## PROVIDED TEXT
===

How many books are in your reading list right now? What about sitting on the shelf, half-read or never begun? If you are anything like us, you'll have several sitting around with great titles like "The courage to be disliked", which we know will be incredibly insightful, but we just haven't got round to it.
Do not beat yourself up about it. Chances are, if you are buying the type of books that help you grow as a person and as a professional, you are already a lifelong learner. That means you are learning and developing all the time, in every conversation, setback and success. And let's face it, the people who write these books are often not the greatest literary talents. Sure, the ideas are dynamite, but what are the chances of being, say, an expert in behavioural psychology and an incredible writer?
Some of these books are not easy to get through, and others need to be read when you are ready to read them, and receptive to what they have to say. With that in mind, here are five books we recommend for the summer that are really well written and also inspire practical improvements in the way we work and live.
We always throw you a curveball, don't we? Blinkist is not a book about someone who needs sunglasses, but is actually an app that summarises so many influential books and podcasts into 15 minutes or less. Take personal development books like The Subtle Art of Not Giving a F*ck, or the 5am club. Blinkist squeezes the juice from these, and gives you it in one refreshing glass of ideas. That is a terrible metaphor, just to remind you how draining it is to read dull writing.

===

## EXERCISE
Please pick up the summer book recommendations after their last sentence and continue them.

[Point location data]

===

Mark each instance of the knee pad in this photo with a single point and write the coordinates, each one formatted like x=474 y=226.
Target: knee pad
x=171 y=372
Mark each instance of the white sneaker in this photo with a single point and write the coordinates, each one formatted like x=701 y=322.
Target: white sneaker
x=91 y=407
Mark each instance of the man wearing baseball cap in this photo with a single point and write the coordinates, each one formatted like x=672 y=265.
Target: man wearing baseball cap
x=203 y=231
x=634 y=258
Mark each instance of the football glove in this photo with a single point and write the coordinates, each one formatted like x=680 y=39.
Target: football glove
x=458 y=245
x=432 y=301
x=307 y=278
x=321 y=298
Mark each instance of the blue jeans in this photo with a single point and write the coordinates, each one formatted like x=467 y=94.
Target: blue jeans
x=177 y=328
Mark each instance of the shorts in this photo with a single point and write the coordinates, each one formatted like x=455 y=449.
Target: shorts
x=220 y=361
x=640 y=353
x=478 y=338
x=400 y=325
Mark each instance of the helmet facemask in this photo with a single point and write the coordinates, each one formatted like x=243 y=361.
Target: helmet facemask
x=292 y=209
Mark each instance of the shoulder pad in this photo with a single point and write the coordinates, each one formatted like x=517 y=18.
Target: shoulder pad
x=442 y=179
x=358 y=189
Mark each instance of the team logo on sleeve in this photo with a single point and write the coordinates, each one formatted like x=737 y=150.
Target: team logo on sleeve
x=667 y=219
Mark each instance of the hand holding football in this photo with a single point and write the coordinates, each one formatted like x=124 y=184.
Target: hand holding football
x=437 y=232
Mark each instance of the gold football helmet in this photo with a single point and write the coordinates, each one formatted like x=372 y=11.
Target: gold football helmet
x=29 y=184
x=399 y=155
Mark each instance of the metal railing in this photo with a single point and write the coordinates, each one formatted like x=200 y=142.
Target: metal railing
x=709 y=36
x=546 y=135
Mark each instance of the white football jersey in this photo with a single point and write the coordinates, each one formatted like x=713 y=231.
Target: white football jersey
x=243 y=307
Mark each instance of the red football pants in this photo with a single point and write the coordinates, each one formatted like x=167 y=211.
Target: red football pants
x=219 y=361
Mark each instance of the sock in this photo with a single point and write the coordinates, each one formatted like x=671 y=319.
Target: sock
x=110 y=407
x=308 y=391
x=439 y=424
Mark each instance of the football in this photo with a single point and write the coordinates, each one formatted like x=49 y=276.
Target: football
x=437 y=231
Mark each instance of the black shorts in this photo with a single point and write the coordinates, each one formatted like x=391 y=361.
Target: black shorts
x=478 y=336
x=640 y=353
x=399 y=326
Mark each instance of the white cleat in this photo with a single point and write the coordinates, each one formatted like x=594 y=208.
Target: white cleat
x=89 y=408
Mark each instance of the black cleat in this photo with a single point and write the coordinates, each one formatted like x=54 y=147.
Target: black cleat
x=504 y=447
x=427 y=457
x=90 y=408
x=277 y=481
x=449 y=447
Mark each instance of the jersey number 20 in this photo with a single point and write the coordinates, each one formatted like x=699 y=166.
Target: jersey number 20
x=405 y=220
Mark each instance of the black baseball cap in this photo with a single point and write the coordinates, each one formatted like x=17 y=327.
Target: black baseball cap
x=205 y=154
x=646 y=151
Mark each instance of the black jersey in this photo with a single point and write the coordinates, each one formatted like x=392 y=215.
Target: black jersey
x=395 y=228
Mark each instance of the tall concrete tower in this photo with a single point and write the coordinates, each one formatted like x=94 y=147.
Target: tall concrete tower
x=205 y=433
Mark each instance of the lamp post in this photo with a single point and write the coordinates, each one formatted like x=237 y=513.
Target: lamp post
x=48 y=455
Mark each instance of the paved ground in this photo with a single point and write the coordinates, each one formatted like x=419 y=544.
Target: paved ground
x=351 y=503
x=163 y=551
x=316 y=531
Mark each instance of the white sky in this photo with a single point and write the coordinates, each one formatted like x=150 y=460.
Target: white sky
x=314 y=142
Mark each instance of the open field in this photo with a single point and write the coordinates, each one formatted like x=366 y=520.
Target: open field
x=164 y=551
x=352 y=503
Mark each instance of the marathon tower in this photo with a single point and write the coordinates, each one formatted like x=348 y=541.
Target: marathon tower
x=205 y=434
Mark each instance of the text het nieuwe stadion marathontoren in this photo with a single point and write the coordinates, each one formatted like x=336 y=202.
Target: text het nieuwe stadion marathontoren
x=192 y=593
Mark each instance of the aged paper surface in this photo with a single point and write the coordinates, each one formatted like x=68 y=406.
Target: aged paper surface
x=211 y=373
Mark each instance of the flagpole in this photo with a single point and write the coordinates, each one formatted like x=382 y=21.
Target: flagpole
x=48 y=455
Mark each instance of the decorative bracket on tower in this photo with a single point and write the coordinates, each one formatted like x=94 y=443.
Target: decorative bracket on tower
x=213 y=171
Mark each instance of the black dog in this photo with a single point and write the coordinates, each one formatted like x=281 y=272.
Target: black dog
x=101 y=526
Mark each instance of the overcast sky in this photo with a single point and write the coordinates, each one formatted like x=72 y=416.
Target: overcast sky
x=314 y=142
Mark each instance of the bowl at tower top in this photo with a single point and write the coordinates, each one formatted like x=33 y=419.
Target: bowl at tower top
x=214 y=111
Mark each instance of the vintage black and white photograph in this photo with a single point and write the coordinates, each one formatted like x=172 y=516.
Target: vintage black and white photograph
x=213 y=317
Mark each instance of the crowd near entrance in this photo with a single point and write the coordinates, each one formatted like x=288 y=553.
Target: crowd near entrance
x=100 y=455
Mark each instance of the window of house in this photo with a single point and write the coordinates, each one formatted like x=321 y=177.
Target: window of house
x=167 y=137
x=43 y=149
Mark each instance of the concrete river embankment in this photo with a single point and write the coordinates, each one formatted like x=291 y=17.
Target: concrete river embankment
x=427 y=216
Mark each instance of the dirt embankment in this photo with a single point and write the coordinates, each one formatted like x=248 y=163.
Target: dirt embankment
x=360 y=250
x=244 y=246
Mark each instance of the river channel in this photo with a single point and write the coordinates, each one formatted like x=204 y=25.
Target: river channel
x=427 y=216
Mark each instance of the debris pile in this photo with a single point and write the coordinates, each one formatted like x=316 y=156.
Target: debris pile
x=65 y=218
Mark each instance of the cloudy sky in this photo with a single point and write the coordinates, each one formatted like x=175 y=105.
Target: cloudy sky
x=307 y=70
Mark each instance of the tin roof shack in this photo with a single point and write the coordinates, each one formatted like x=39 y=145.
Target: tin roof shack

===

## REPLY
From parenting to communication, mindfulness to Web3, Blinkist condenses the core ideas into something which fits snugly into any part of your routine, whether it's a quick metro journey, or between dips in the sea. Notably, the writing is really good, and holds your attention. If you really like the condensed version, you can go read the unabridged book on your terms. There's something much more conducive to focus and retention of information in that approach, which you rarely get from going in cold to 500 pages of theory.
We'll be honest, this sat on the shelf for a while! We guess that, with all the resistance from the presenteeist culture about moving to a four-day workweek, one which lasts four hours just seemed pie in the sky. That's not really what it is about, however. Really, at its heart, this is a book about rethinking what we value. When we prioritise time as a currency, things begin to shift.
Ferris applies oft-overlooked ideas from forgotten economists, shows you how to reframe the long-haul career leading to retirement idea, and best of all, it is actually quite relatable and accessible to everyone. We can all take something from this, even if it's just a shift in perspective about what we think we have to do, because everyone else is. You'll be easy to spot on the beach reading this, because you will be the person with the facial expression that says "mind blown". You can get a flavour of his ideas in this interview with The Young Turks.
Ok, this is amazing. This is the neutron star of our list, because the matter inside these pages is dense, rich and beautiful. That means slow-going, at least that was our experience. Why? Because every two pages you stop and say "wait...what?!". This book actually charts our evolution, and before you naturally select another article to read, we have to tell you that this is not dry and distantly academic like so many others of its ilk.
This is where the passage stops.